▶ [Required action] Begin with the line that has "Exercise. Point out every instance of the building". Give it and every line after it again, exactly, through the end of the entries below.

[Collected data entries]
..........

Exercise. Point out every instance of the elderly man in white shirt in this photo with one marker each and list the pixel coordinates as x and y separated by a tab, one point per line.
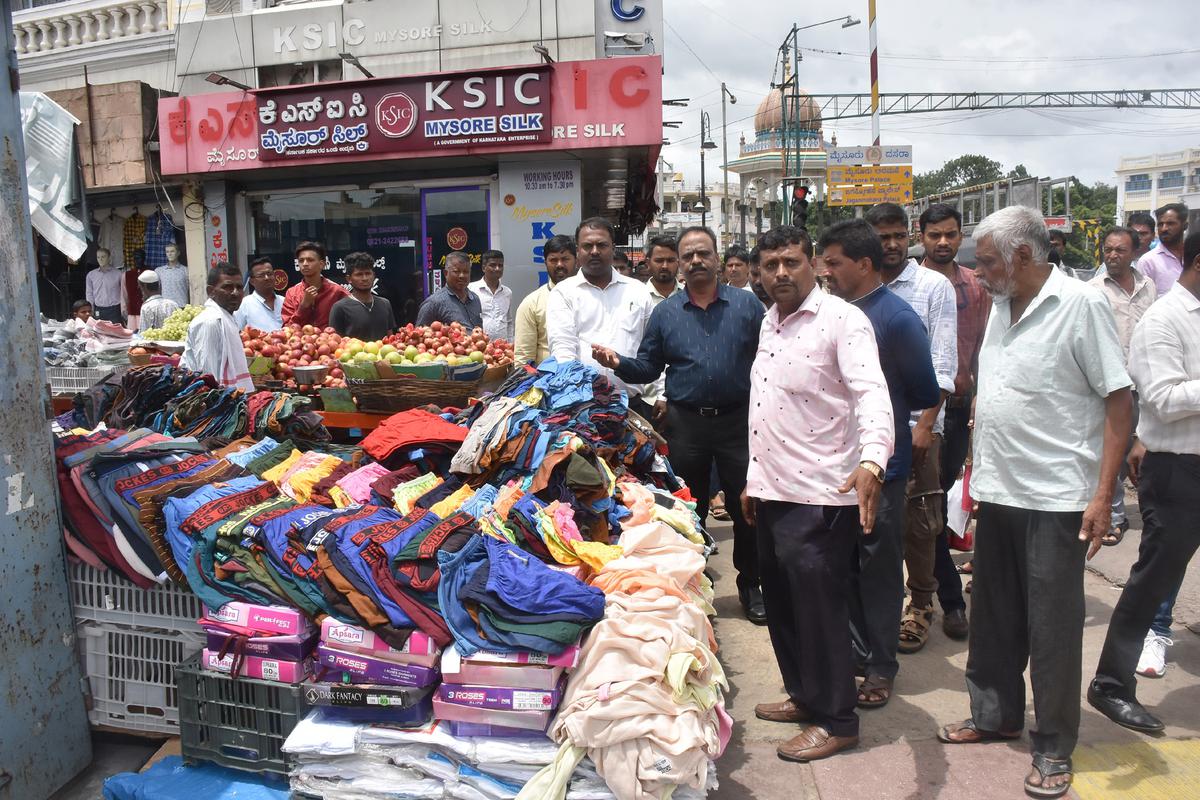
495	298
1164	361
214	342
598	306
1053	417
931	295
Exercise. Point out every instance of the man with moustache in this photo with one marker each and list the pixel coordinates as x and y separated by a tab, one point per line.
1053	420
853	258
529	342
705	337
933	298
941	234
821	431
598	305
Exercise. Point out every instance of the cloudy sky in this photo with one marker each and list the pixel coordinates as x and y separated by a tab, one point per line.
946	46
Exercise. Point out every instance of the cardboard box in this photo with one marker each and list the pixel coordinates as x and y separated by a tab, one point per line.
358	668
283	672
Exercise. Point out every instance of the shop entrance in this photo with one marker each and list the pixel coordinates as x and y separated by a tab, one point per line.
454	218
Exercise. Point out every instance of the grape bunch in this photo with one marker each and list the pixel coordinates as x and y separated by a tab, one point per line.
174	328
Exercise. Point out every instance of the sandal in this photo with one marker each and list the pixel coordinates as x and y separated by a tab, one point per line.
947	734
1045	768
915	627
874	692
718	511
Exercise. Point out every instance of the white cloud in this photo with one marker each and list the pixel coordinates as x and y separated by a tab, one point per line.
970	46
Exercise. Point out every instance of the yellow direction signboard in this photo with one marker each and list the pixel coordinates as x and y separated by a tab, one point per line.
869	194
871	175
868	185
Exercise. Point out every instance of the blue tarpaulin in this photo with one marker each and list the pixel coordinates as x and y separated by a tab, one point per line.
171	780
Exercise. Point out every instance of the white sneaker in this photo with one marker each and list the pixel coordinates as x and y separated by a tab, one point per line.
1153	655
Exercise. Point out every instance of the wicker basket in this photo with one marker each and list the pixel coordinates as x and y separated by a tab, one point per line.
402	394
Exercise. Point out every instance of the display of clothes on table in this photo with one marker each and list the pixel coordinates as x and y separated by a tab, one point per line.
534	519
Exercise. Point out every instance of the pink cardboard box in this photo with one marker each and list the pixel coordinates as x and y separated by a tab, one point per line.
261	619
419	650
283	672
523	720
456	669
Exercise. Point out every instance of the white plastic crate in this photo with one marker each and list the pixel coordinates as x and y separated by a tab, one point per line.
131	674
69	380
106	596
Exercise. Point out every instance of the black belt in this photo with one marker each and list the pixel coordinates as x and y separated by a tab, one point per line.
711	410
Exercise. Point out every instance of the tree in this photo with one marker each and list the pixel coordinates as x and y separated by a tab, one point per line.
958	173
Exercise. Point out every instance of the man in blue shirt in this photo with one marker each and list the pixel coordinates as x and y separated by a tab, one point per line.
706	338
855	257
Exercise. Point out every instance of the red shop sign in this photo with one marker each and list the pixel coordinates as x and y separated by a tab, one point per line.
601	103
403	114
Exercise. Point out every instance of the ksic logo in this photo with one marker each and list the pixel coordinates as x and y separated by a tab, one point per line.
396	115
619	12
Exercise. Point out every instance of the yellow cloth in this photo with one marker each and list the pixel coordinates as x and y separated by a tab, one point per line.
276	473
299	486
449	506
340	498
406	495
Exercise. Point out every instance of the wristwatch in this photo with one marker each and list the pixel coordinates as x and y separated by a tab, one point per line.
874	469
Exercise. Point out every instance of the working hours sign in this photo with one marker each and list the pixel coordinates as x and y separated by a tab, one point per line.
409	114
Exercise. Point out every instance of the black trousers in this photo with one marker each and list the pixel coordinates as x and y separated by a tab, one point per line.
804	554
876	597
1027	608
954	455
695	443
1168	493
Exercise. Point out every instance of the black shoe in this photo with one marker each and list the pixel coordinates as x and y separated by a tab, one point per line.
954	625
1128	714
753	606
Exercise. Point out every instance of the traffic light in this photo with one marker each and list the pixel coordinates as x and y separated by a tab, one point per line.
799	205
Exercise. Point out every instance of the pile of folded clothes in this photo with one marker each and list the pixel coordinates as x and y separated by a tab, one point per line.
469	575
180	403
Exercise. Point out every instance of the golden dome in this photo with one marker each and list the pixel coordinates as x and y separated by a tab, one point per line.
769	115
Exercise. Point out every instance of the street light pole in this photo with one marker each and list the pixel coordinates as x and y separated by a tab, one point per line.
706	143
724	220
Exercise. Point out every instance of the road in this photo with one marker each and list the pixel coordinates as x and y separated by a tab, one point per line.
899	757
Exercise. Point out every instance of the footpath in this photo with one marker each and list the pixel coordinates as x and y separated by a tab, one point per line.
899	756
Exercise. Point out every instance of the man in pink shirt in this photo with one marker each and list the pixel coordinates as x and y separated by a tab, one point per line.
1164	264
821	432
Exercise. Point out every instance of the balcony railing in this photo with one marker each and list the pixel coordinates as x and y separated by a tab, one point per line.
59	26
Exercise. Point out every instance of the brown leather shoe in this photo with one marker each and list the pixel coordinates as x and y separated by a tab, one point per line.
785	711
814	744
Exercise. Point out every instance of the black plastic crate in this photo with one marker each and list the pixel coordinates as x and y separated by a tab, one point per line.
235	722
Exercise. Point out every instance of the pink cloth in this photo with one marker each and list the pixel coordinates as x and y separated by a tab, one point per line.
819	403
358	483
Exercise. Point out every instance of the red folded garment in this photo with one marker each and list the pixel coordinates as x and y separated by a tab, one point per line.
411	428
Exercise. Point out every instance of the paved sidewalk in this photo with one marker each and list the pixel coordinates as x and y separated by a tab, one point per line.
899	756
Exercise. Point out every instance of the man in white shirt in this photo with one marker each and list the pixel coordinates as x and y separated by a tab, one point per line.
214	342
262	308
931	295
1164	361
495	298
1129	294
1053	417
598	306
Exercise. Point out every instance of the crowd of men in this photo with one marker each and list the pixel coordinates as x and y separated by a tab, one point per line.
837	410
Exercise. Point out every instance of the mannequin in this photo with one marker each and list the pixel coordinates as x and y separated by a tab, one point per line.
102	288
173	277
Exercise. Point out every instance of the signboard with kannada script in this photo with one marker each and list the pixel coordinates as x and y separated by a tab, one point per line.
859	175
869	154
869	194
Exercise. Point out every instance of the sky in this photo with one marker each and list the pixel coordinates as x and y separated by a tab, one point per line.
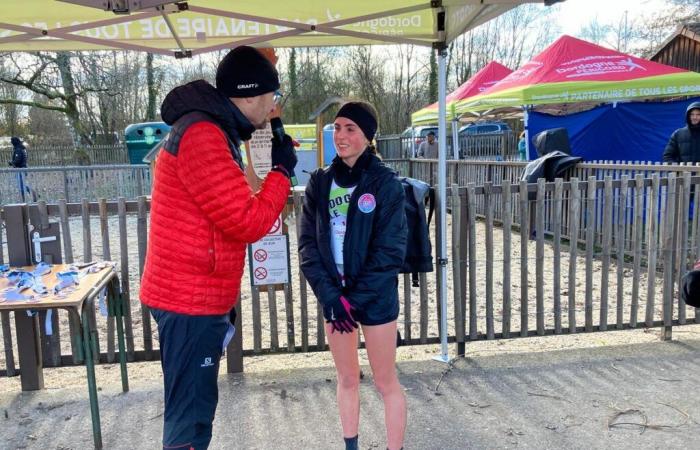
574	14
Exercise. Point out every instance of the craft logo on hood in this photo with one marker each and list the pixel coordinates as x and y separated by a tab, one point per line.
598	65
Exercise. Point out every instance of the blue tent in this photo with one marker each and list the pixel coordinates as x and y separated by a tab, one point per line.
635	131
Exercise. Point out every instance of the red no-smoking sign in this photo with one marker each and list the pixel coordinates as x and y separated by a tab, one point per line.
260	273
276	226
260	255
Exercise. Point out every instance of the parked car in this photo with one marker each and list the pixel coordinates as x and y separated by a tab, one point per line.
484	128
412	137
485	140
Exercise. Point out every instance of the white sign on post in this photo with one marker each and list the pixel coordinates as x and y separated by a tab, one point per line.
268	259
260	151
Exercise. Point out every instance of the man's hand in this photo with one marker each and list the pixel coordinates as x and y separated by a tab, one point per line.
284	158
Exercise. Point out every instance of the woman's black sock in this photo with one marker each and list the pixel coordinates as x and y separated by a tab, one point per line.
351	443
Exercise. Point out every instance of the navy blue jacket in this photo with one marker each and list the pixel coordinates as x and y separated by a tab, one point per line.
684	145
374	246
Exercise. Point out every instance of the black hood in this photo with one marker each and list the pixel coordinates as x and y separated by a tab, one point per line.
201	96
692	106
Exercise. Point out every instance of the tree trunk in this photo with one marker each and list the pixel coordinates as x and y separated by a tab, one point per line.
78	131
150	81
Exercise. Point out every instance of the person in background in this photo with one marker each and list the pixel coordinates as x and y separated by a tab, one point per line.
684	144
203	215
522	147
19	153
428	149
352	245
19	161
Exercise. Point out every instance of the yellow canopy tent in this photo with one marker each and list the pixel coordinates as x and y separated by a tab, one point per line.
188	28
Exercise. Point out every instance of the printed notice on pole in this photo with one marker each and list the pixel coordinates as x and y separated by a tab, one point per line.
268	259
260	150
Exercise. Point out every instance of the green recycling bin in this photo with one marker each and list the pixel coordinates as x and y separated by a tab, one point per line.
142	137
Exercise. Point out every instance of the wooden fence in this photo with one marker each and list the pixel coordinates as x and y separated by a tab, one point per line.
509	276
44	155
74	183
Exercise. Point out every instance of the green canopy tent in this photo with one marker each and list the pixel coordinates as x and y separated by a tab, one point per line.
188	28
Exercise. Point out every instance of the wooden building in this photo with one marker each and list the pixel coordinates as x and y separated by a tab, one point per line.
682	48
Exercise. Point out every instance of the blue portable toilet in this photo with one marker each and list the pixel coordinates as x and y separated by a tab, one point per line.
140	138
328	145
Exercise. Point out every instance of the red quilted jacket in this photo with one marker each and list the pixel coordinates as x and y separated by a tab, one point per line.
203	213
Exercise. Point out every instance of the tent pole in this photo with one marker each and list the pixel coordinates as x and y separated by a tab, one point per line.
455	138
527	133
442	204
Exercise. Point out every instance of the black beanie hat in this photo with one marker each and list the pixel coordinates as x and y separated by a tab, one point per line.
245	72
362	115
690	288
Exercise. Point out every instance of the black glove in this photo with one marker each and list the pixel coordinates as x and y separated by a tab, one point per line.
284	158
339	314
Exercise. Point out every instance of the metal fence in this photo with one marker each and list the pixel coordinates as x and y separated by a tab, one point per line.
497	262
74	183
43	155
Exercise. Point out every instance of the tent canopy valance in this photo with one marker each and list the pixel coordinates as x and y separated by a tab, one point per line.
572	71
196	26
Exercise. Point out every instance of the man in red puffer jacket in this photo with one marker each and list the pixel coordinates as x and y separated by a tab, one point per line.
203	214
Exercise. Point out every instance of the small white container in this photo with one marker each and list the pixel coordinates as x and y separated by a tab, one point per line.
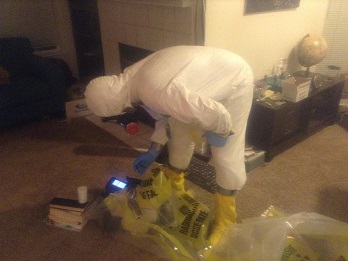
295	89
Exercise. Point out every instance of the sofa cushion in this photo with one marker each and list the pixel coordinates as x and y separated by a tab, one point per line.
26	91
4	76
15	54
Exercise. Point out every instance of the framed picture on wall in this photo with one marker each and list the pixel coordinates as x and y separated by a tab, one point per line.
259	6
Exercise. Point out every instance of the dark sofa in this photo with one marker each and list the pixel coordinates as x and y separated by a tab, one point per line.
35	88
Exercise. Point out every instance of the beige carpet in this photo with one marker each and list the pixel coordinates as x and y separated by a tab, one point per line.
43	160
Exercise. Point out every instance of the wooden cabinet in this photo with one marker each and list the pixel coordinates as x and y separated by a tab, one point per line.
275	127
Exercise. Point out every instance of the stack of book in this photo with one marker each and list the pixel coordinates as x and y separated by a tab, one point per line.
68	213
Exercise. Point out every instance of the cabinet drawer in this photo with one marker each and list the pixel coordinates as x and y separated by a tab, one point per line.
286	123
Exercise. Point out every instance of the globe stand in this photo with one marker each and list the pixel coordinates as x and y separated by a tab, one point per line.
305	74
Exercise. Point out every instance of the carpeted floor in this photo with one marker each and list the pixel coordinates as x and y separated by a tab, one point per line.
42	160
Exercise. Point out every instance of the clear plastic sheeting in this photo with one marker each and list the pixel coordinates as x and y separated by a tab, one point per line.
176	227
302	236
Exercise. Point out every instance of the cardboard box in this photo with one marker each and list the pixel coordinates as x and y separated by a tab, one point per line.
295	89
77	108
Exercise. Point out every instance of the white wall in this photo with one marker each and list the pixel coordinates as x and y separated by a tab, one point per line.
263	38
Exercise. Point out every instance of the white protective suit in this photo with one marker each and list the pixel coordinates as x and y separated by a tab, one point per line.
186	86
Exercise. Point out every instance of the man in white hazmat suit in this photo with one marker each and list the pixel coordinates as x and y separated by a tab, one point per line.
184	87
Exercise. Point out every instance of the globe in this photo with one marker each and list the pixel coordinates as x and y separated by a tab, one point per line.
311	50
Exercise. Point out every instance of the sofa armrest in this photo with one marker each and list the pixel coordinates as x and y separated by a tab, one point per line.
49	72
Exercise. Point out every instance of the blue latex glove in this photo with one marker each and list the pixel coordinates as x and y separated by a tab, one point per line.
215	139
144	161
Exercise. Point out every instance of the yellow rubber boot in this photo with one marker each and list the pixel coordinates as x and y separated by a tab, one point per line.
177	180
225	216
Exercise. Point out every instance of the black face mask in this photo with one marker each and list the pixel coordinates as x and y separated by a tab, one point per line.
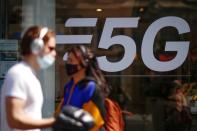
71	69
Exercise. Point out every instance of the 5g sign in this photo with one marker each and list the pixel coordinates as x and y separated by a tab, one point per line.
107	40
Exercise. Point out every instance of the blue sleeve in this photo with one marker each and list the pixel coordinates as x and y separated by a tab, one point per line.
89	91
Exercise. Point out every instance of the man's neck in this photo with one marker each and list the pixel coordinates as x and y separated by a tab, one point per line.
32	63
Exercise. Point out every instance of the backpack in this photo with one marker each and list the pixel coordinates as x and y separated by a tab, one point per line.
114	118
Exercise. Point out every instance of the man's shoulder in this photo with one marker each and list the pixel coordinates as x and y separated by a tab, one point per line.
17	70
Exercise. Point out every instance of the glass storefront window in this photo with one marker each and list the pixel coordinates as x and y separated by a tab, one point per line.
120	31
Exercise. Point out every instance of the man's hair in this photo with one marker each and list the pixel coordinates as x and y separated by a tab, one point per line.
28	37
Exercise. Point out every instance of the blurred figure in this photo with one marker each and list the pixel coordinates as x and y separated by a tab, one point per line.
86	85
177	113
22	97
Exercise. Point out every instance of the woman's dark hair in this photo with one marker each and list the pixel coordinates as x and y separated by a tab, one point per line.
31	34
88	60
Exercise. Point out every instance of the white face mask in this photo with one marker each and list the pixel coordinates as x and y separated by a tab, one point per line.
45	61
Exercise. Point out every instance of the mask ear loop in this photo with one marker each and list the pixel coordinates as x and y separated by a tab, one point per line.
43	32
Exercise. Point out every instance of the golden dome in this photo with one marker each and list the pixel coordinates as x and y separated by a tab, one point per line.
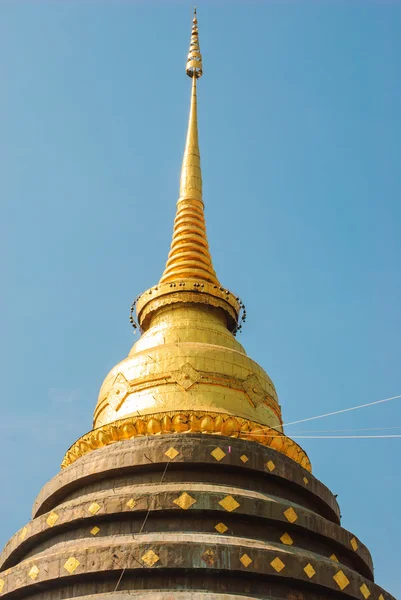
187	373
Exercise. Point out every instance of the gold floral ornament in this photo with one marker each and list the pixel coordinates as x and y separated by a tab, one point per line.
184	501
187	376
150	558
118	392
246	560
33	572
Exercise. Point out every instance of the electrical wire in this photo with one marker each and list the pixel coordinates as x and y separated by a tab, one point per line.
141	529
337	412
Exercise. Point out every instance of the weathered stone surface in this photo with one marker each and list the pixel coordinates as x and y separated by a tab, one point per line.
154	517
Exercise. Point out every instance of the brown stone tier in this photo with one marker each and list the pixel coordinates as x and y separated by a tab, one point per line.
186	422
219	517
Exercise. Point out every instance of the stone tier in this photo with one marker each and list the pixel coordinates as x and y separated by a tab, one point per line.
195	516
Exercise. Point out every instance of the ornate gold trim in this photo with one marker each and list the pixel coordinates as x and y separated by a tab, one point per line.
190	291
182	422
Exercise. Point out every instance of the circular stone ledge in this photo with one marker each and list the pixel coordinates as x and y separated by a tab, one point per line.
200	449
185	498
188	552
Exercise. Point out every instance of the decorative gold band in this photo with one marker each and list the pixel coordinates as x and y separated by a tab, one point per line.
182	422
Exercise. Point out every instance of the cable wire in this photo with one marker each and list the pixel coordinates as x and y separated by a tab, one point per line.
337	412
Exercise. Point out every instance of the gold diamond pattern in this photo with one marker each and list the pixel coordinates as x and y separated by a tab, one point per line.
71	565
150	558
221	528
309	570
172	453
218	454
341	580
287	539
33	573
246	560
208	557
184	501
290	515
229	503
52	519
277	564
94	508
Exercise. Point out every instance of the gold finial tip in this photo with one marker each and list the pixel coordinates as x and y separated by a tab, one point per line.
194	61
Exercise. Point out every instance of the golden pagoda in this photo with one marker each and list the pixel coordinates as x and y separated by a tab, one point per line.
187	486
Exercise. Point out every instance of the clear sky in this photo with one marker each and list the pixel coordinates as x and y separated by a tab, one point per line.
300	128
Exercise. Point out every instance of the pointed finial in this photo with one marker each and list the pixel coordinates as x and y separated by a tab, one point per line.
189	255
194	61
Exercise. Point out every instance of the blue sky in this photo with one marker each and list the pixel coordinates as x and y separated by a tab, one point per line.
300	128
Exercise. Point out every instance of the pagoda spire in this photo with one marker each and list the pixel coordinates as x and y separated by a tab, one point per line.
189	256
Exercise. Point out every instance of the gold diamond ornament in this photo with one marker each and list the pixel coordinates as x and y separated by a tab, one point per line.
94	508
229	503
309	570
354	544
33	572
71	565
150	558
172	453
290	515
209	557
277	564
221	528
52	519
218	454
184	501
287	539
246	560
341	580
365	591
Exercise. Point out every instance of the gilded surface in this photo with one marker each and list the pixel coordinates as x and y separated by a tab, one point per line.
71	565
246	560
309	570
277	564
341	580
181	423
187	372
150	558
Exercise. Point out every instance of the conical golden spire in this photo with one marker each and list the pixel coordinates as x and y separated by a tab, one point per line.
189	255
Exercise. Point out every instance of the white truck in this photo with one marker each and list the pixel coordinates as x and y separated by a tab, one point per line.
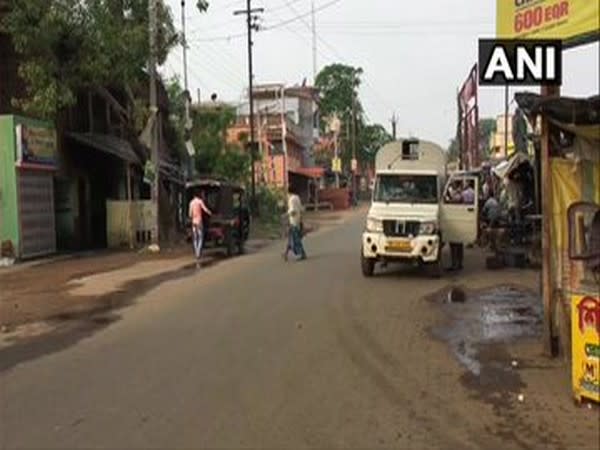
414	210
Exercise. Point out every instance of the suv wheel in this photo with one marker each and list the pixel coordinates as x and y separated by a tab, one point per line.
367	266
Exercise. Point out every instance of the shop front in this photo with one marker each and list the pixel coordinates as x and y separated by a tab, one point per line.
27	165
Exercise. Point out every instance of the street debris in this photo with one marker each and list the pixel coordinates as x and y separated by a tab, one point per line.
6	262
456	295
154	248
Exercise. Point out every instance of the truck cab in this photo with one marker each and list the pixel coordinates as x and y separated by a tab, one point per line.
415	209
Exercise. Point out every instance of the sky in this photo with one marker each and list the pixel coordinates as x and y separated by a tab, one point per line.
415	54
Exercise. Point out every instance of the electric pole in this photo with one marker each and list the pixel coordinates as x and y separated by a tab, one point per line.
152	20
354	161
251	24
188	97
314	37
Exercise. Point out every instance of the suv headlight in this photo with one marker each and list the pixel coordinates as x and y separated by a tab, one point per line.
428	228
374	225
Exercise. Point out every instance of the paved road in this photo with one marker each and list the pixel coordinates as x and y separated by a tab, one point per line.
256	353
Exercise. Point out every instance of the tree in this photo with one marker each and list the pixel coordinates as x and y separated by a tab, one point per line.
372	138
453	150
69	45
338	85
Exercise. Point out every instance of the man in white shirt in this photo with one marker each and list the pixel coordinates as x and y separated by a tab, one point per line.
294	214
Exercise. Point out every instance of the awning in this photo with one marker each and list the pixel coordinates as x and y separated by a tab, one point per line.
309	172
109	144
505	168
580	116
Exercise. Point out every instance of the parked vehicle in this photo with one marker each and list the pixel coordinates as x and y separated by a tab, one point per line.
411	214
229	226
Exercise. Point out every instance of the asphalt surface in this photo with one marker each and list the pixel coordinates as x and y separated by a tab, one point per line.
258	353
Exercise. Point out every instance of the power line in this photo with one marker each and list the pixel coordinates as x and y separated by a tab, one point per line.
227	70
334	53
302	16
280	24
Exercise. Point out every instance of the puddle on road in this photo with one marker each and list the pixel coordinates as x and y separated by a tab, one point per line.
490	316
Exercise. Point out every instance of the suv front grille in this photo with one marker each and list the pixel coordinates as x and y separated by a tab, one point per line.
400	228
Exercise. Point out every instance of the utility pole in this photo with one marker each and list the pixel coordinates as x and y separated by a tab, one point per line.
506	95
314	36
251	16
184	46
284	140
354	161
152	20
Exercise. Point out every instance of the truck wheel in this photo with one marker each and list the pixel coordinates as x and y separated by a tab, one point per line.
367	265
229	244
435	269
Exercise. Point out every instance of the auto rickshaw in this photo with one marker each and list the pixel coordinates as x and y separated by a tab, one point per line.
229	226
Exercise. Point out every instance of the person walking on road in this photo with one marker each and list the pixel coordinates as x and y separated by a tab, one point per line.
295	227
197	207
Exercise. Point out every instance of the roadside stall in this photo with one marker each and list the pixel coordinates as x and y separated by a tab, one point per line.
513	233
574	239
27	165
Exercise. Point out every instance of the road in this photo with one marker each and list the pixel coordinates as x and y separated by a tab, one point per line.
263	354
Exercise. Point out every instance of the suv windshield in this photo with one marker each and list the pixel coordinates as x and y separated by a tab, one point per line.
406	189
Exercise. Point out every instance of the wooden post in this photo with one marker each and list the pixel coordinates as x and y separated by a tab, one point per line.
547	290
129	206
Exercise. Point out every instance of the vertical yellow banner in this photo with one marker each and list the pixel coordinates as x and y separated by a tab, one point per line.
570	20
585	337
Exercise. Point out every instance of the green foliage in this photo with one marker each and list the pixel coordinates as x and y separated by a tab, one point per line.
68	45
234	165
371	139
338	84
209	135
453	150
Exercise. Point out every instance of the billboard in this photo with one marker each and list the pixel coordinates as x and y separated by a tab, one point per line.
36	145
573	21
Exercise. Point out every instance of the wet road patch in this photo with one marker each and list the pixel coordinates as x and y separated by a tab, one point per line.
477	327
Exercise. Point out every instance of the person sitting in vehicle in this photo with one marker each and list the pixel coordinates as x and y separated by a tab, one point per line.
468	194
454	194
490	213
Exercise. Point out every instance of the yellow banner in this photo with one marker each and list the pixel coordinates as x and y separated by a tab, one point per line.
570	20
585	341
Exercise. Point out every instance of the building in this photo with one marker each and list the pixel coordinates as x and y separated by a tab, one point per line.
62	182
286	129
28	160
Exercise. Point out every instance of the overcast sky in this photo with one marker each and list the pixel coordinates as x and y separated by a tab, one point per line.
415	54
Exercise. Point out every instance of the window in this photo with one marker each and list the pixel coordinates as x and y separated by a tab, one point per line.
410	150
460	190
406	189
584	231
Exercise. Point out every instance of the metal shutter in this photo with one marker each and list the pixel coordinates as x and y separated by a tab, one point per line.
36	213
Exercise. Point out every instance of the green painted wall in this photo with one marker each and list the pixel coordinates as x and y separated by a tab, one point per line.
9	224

..........

▶ [Response]
Exercise. Point out every instance of the building in this photo with one marker each and list the pixel coordinates as x and y separated by a tab, one point per line.
62	182
286	129
28	160
Exercise. Point out every instance of the overcast sky in this photo with one marker each and list the pixel coordinates as x and y separated by a tab, one point per line.
415	54
Exercise. Point out every instance of the window in this photo with one marker each and list the pixel coordinates as x and y separated by a tab, one point per line.
410	150
460	190
406	189
584	231
Exercise. Point out every instance of the metal shutter in this photo with one marker each and list the pixel coordinates as x and y separated by a tab, one point per line.
36	213
Exercise. Point out every instance of the green painted wall in this photo with one marker each and list the pixel coordinates as x and y separated by a tab, one point per line.
9	224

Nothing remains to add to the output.